--- STATED PROBLEM ---
Carry on the travel article about five Canadian wilderness adventures, starting right after its last sentence.

--- DOCUMENT TEXT ---
THE JOURNAL

Five Canadian adventures where both the beauty and the beasts will leave you breathless.
"Give me a good canoe, a pair of Jibway snowshoes, my beaver, my family and 10,000sqm of wilderness and I am happy." Grey Owl knew what he was talking about. The brooding, square-jawed adopted member of Canada’s Ojibwe First Nations people, who became an early conservationist, recognised the raw, soul-lifting power of the country’s vast pristine landscapes.
In today’s frazzled, permanently on-call world, his sentiments carry a new appeal. A week of fine food in Provence, or Renaissance architecture in Tuscany, is all very well, but sometimes you need something extra. A true adventure with big scenery, big wildlife and big skies: a thrilling blast of the great outdoors that puts a pep in your step, fresh air in your lungs and colour in your cheeks.
With some of the greatest national parks on earth, replete with epic mountains, wild surf-lashed coast (it has a longer seashore than any other country) and diverse wildlife – you need Canada. To make finding the best spots easier, we’ve selected five astounding landscapes that are sure to give you the space to breathe. From a glacially green lake in the Rocky Mountains to the Arctic Bay – swaddled by tundra and crawling with polar bears – to a wild and woolly island hammered by Pacific storms, we guarantee you’ll return recharged, reinvigorated, and re-inspired.

--- SUPPLIED MATERIAL ---
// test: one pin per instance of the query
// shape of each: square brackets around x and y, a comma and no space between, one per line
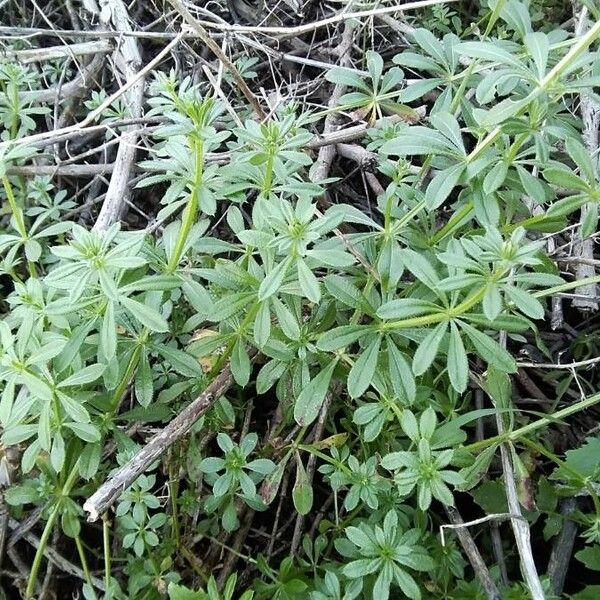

--- THE RESPONSE ---
1.

The Tatshenshini River and mountains at sunset, Yukon Robert Harding Picture Library
You expect a high-octane buzz when you raft this astounding 133-mile stretch of the Tatshenshini River. Bisecting the planet’s largest protected biosphere, it offers grizzlies, moose and wolves, along with the odd rush of boiling white water.
Yet over the 11-day expedition, organised by a local rafting company, you’re more likely to become a victim of scenic fatigue than savage wildlife or impossible rapids – your senses blunted by relentless beauty. As Mr Edward Glave, one of the first Europeans to navigate the river in 1890, wrote: “Its awe-inspiring influence no longer appeals to our hardened senses.”
He wasn’t exaggerating. As it surges through Yukon and northern British Columbia, the landscape becomes ever more divine until, just before the dramatic Walker Glacier, you reach one of Canada’s most amazing campsites: a chance to sip coffee you’ve brewed yourself over an open fire – hugely satisfying, trust us – and spend hours contemplating three snow-licked mountain ranges, 27 glaciers, the largest non-polar field on the planet and the junction of two muscular rivers, a ribbon of green and chocolate water. Expect a couple of eagles to wheel overhead.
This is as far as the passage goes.